Travail à faire
Poursuivez, s'il vous plaît, le texte sur le film La Sirène du Mississipi à partir de sa dernière phrase.

Texte fourni
La Sirène du Mississipi (film)

La Sirène du Mississipi est un film français de François Truffaut, sorti en 1969.

La Sirène du Mississipi
Réalisation François Truffaut
Scénario François Truffaut
Acteurs principaux
Sociétés de production Les Films du Carrosse
Pays d’origine France
Italie
Genre Drame
Durée 123 minutes
Sortie 1969


Pour plus de détails, voir Fiche technique et Distribution

Pour les articles homonymes, voir La Sirène du Mississippi.

Synopsis

Louis Mahé, un riche industriel de La Réunion entre, à la suite d'une petite annonce, en contact épistolaire avec une certaine Julie Roussel vivant en Nouvelle-Calédonie ; après échange de lettres, ils conviennent de se marier et elle doit se rendre à la Réunion à bord du Mississipi, un navire des messageries maritimes. Mais à l'arrivée, Louis ne reconnaît pas celle dont il a la photo (elle est, en fait, beaucoup plus jolie). La jeune femme lui avoue en avoir envoyé une fausse. Louis se formalise d'autant moins du mensonge qu'il est tombé quasiment instantanément sous le charme de celle qui prétend être Julie. Il l'épouse comme prévu.

N'ayant plus aucune nouvelle de Julie depuis des semaines, sa sœur Berthe écrit son inquiétude à Louis, lequel demande alors instamment à Julie de rassurer sa sœur. Mais Julie disparaît alors en vidant les deux comptes de celui qui l'a épousée (son compte personnel et celui de son entreprise, dont il n'est d'ailleurs propriétaire que pour moitié).

Berthe, venue en toute hâte de Nouvelle-Calédonie à la Réunion, découvre que Louis n'a pas épousé sa sœur mais une aventurière qui s'est fait passer pour elle. Louis et Berthe engagent alors un détective privé, Comolli, pour retrouver l'usurpatrice et découvrir ce qu'il est advenu de la vraie Julie Roussel.

Parti se reposer en France de sa désillusion, Louis Mahé est pris de faiblesse dans l'avion et se retrouve en cure de sommeil dans une clinique niçoise. Il s'y rétablit progressivement, mais découvre, regardant la télévision, que la jeune femme qu'il a épousée et qui l'a délesté de tout son argent, travaille en ce moment dans une boîte de nuit d'Antibes. Il achète une arme, remonte jusqu'à l'hôtel de la "sirène" et la menace de mort. Mais il réalise qu'il est incapable de la tuer. Elle lui avoue la supercherie et dit s'appeller Marion Vergano. C'est son amant Richard qui aurait tué Julie et l'aurait forcée à prendre sa place. Louis retombe amoureux de Marion et tous deux décident de reprendre leur vie commune.

Lignes fournies
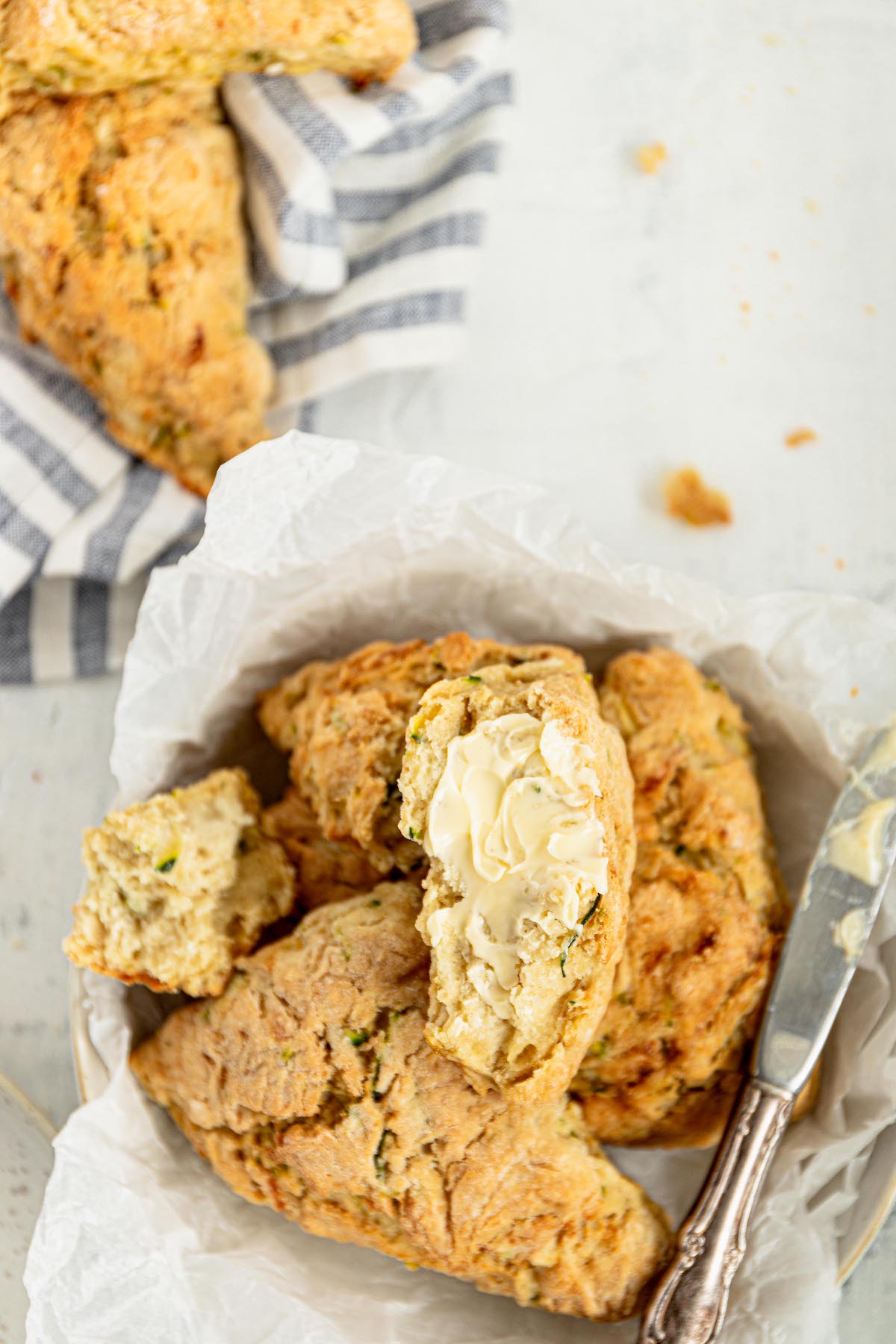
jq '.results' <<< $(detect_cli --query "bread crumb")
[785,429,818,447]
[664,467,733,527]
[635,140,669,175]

* * *

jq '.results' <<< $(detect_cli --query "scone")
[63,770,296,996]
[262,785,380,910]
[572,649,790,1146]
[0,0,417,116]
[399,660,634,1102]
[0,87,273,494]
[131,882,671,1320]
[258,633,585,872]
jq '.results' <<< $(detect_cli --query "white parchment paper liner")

Réponse à la tâche
Pendant ce temps, Comolli, le détective privé que Louis et la sœur de Julie avaient engagé et payé chacun pour moitié, retrouve à son tour la trace de Marion. Pour protéger celle dont il est maintenant passionnément épris, Louis est amené à tuer Comolli qui l'a suivi jusqu'à son domicile. Aidé de Marion, il enterre le corps dans la cave de la villa qu'ils avaient louée autour d'Aix-en-Provence.

Le couple s'enfuit alors pour Lyon et vit simplement dans un petit appartement. Mais Louis n'arrive plus à assurer le train de vie de Marion qui réclame toujours plus. Il décide de retourner à la Réunion et de vendre en urgence ses parts de la société à son associé, à moitié prix. Il rentre ainsi à Lyon avec une grosse somme d'argent liquide. Mais ils apprennent par la presse que le cadavre de Comolli est découvert à la suite d'inondations de sous-sols. La police est déjà chez eux et ils partent alors en catastrophe, abandonnant dans leur appartement la sacoche qui contient presque tout leur argent. Ils se réfugient dans un chalet de montagne abandonné, à proximité de la frontière suisse. Ils sont désormais quasiment sans le sou et Marion, n'acceptant pas la perspective d'une vie de couple fauché, décide in petto d'abandonner Louis. Comme il l'en empêche, elle tente de l'empoisonner (avec de la mort-aux-rats). Louis s'en aperçoit et lui avoue qu'il l'aime tellement qu'il est prêt à mourir si ça peut, elle, l'arranger. Touchée par cet aveu, Marion est saisie de honte et retombe dans ses bras. Réconciliés, les deux amants (officiellement mari et femme) partent ensemble à travers un paysage de neige, probablement en direction de la Suisse.

Fiche technique

Distribution

Analyse

L'église de Sainte-Anne dans laquelle fut tournée la scène du mariage.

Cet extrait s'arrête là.